WHAT YOU HAVE TO DO
Exactly and only the lines from the line holding "Note to the class: find the sea water" to the end of the records should be reproduced. Leave pictures out.

INPUT MATERIAL
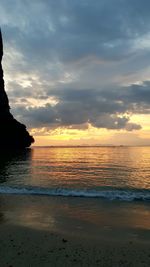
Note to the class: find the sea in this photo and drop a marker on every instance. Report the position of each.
(78, 188)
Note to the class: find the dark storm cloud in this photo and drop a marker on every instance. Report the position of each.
(53, 36)
(71, 30)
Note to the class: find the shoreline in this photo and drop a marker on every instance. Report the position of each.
(56, 231)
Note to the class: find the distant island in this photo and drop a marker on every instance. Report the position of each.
(13, 134)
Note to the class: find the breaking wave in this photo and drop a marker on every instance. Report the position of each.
(110, 194)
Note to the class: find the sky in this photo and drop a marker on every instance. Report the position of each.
(77, 72)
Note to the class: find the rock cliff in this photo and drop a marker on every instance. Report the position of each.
(13, 134)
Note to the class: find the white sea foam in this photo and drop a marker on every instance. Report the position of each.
(110, 194)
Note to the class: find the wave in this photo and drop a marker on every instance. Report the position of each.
(110, 194)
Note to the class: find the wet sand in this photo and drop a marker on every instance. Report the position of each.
(43, 231)
(22, 246)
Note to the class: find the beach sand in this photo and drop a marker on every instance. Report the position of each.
(20, 246)
(39, 231)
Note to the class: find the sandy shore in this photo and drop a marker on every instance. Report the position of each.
(50, 231)
(23, 246)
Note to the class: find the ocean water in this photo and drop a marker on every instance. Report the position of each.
(112, 173)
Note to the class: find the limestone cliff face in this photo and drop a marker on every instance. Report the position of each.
(13, 134)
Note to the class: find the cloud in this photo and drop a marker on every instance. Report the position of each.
(79, 60)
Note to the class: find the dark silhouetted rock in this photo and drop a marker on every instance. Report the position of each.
(13, 134)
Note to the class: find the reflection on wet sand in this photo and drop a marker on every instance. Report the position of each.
(77, 216)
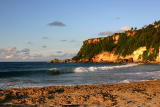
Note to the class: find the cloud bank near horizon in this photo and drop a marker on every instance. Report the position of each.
(108, 33)
(13, 54)
(57, 23)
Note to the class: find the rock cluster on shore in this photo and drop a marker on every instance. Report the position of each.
(61, 61)
(138, 94)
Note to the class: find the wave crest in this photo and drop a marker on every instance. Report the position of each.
(102, 68)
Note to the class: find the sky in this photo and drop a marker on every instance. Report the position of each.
(41, 30)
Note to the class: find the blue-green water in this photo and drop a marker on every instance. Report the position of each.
(35, 74)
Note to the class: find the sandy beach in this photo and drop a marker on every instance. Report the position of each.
(137, 94)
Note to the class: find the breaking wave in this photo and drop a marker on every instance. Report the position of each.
(102, 68)
(56, 71)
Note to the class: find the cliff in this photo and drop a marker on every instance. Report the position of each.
(140, 45)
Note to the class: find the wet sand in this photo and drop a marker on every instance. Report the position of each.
(142, 94)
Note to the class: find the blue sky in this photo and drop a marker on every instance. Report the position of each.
(40, 30)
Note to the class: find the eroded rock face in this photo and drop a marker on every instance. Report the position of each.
(136, 56)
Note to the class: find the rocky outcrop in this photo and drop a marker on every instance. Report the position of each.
(61, 61)
(111, 57)
(138, 94)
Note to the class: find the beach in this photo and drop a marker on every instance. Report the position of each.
(136, 94)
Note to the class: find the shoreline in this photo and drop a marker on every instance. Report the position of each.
(144, 93)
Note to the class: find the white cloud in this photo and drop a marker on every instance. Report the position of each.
(108, 33)
(13, 54)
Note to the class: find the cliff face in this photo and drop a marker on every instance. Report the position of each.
(141, 45)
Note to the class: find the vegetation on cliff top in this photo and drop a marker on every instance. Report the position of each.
(148, 36)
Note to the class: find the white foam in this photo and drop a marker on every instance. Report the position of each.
(102, 68)
(52, 69)
(125, 81)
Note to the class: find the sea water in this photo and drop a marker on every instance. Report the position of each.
(37, 74)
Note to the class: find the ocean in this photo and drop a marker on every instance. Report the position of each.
(38, 74)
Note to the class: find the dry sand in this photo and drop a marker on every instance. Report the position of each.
(137, 94)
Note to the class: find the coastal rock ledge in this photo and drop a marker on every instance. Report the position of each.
(138, 94)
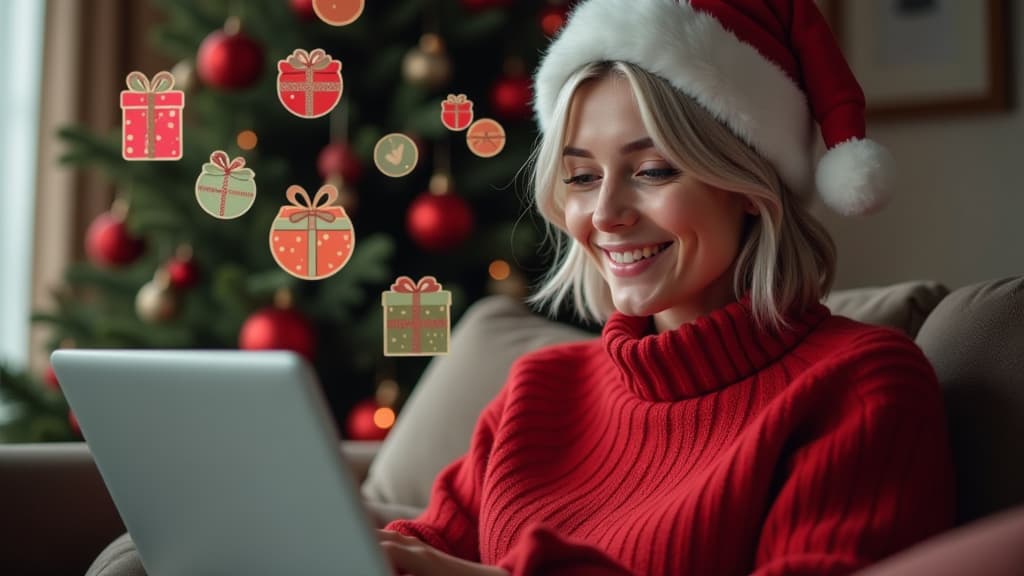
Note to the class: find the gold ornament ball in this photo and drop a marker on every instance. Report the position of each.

TASK RESPONSE
Note to the class: find the sea water in this photo and drop a marker on every instance. Report the position of each.
(37, 74)
Note to the class: find the ocean in this photo and drop a marker on every instance. Report the position of each.
(38, 74)
Note to the class: find the dry sand in this photo and drop a marker on every instance. Report the position of each.
(137, 94)
Note to the class: find the coastal rock ledge in this photo and drop a marker on every instance. Report the position of each.
(138, 94)
Note to the class: find the gold ornament ball in this photo and drop a marker on every instance. Report the position of each.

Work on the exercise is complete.